▶ [Exercise goal]: Retype every record below exactly as it is written.

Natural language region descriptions
<<<<
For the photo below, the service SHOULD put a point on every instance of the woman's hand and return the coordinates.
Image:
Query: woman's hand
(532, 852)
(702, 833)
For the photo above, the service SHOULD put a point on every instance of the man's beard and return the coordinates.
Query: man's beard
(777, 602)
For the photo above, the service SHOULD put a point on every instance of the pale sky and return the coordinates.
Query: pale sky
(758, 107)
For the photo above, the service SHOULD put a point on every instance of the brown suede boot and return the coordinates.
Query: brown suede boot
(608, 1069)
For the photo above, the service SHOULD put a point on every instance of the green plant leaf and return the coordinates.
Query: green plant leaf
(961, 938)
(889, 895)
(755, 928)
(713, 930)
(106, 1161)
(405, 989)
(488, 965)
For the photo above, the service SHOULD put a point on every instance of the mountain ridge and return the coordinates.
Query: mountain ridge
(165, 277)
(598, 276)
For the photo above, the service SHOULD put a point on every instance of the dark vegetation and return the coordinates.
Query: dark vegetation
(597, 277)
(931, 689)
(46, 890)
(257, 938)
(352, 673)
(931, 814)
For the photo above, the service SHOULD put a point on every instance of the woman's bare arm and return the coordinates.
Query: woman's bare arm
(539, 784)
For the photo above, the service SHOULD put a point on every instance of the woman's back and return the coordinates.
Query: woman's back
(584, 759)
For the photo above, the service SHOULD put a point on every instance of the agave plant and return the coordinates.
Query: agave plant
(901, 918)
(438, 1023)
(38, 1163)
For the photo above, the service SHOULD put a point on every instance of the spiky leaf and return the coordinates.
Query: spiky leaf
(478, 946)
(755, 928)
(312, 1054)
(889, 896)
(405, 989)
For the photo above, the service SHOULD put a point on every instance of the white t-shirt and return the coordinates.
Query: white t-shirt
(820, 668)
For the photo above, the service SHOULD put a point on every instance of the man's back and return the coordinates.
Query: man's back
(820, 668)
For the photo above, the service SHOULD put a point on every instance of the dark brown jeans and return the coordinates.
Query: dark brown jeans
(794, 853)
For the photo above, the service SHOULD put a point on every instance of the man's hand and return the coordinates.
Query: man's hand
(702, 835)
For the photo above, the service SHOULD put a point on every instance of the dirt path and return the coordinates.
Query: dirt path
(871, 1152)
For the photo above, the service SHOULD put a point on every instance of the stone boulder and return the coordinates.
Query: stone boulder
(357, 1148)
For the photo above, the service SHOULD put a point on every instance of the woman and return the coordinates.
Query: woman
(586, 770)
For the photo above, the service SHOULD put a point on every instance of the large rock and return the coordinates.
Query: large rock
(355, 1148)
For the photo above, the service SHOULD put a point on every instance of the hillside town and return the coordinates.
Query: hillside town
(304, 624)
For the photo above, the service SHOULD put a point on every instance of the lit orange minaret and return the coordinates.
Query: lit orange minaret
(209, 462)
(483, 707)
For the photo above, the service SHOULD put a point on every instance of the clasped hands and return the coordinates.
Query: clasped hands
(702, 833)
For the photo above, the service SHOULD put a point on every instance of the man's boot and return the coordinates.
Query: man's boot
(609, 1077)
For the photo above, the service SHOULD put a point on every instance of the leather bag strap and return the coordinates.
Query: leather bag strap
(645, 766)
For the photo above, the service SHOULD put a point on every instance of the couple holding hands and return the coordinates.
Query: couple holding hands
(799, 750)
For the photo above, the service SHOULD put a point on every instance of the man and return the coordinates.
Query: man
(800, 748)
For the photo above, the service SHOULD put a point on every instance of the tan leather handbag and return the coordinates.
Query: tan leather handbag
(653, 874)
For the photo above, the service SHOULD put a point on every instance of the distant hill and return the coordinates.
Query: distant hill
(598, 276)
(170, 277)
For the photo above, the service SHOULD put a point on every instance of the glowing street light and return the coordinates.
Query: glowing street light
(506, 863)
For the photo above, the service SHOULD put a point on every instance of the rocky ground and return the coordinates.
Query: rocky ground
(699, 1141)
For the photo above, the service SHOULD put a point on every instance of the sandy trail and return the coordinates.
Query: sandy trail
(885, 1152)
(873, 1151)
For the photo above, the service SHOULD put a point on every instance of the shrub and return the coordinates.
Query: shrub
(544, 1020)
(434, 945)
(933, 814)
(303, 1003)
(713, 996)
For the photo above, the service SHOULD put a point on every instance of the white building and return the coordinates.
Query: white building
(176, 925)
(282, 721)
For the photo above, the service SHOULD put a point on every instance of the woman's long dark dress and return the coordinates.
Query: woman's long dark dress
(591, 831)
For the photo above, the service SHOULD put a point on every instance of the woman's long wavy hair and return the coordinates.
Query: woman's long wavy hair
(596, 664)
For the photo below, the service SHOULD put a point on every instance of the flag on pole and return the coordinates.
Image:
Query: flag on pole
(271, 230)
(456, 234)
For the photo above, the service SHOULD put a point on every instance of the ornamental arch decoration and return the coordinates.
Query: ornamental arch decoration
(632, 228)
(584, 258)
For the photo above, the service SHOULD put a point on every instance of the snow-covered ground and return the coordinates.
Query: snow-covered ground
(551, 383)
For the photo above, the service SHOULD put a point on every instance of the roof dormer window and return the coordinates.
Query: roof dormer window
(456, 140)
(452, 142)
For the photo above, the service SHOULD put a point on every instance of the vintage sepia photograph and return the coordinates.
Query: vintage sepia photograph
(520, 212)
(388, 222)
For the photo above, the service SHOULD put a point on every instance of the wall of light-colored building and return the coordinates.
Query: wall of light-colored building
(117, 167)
>>>>
▶ [Response area]:
For the photo below, the service SHOULD put a point on every instance of the woman's hand and return the coordinates.
Image:
Query: woman's hand
(532, 852)
(702, 833)
For the photo above, the service SHOULD put a point on every instance of the man's beard and return the coordinates.
Query: man's beard
(777, 602)
For the photo above, the service SHOULD put a point on every instance of the pale sky and return the coordinates.
Query: pale sky
(758, 107)
For the photo above, the service SHOULD put a point on every instance of the brown suede boot and return the coordinates.
Query: brown suede boot
(608, 1069)
For the photo above, the service SHOULD put a point on every instance of the green plant leaf and return the coordinates.
Query: green plant leaf
(961, 938)
(889, 895)
(755, 928)
(713, 930)
(106, 1161)
(405, 989)
(488, 965)
For the photo above, the service SHOULD put a point on every instance of the mountain ridge and return the coordinates.
Query: mountain ridge
(165, 277)
(598, 276)
For the photo above, the service SHOULD put a point on every instance of the dark vegetation and return the coordinates.
Query: dark vegetation
(597, 277)
(931, 689)
(46, 890)
(257, 938)
(352, 673)
(931, 814)
For the photo above, the service SHOULD put a point on every instance of the woman's bare arm and return the coordinates.
Query: woman's bare arm
(539, 784)
For the photo above, the service SHOULD put a point on every instance of the woman's back and return the coordinates.
Query: woman's back
(584, 759)
For the photo above, the service SHOULD put a point on every instance of the agave plant and return the coordinates.
Query: agave plant
(901, 918)
(438, 1023)
(38, 1163)
For the photo above, the service SHOULD put a point on every instance of the spiky leaf and return the coordinates.
Query: spiky leaf
(478, 946)
(755, 928)
(312, 1054)
(889, 896)
(405, 989)
For the photo above, the service SHOULD put a point on every instance of the white t-shirt and return the coordinates.
Query: white t-shirt
(820, 668)
For the photo above, the service SHOULD put a point on every instance of the man's back and return the coordinates.
Query: man's back
(820, 668)
For the photo above, the service SHOULD put a point on every instance of the dark brown jeans and return the coordinates.
Query: dark brown jeans
(794, 853)
For the photo above, the service SHOULD put a point on every instance of the man's hand and return the coordinates.
Query: man's hand
(702, 835)
For the photo above, the service SHOULD put a point on every instance of the dirt path and return the coordinates.
Query: dirt path
(871, 1152)
For the photo above, the service SHOULD put a point on every instance of the stone boulder and return the coordinates.
Query: stone boulder
(357, 1148)
For the photo above, the service SHOULD put a point on every instance of the woman and return the coordinates.
Query: woman
(586, 770)
For the photo above, the service SHOULD put a point on every instance of the large rock and return the coordinates.
Query: large rock
(355, 1148)
For the photo above, the service SHOULD put a point on every instance of the hillside town and return the coordinates.
Query: hillside town
(304, 624)
For the photo above, the service SHOULD put a point on every instance of the lit orange minaret and return the coordinates.
Query: lit orange minaret
(209, 462)
(483, 707)
For the photo above, the service SHOULD put a point on every instance of the clasped hands and return the coordinates.
Query: clasped hands
(702, 833)
For the photo above, the service SHOULD put a point on every instance of the man's boot and return the coordinates.
Query: man's boot
(609, 1077)
For the photo above, the service SHOULD put a point on every instance of the leather bag strap and return the coordinates.
Query: leather bag strap
(645, 766)
For the photo above, the service SHOULD put a point on every instance of the couple holding hands and return the coordinates.
Query: couple holding hands
(799, 750)
For the photo above, the service SHOULD put a point on every instance of the man and return the coordinates.
Query: man
(800, 748)
For the photo above, the service SHOULD put a point on every instance of the tan leather handbag and return the coordinates.
Query: tan leather handbag
(653, 874)
For the photo above, the service SHOULD put a point on every instance of the distant hill and return the coordinates.
Query: distant hill
(598, 276)
(170, 277)
For the photo above, the service SHOULD put a point on every instance of the glowing street light and return the coordinates.
Query: glowing street light
(506, 863)
For the photo above, the service SHOULD put a point on every instance of the rocky ground and return the coordinates.
Query: rocky ground
(699, 1141)
For the photo above, the service SHOULD put a point on every instance of the sandy trail and return the coordinates.
Query: sandy trail
(885, 1152)
(873, 1151)
For the photo above, the service SHOULD put a point on every instance of the shrub and return the coordinates.
Query: shrub
(544, 1020)
(434, 945)
(933, 814)
(303, 1003)
(713, 996)
For the photo above, the service SHOULD put a point on every instance of the white building and return the coordinates.
Query: white building
(176, 925)
(282, 721)
For the photo above, the service SHOULD put a point on every instance of the woman's long dark dress and return the coordinates.
Query: woman's long dark dress
(591, 831)
For the photo above, the service SHOULD put a point on every instance of the woman's long wavy hair and return the coordinates.
Query: woman's long wavy hair
(596, 664)
For the photo below, the service SHOULD put a point on every instance of the flag on pole and return the coordinates.
Image:
Query: flag on pole
(271, 230)
(456, 234)
For the photo above, the service SHOULD put a point on every instance of the ornamental arch decoration and return the coordinates.
Query: ornamental arch decoration
(632, 228)
(584, 258)
For the photo above, the service SHOULD put a point on every instance of the snow-covered ground and return the coordinates.
Query: snow-covered ground
(551, 383)
For the photo above, the service SHOULD put a point on every instance of the roof dormer window and return the coordinates.
Query: roof dormer window
(456, 140)
(452, 142)
For the photo above, the service SHOULD put a point on every instance of the vintage sepia photograph and return the coordinates.
Query: vintage sepia photograph
(520, 212)
(388, 222)
For the photo above, the service SHOULD put a point on every instance of the wall of light-colored building and return the coordinates.
Query: wall of light-colored building
(117, 167)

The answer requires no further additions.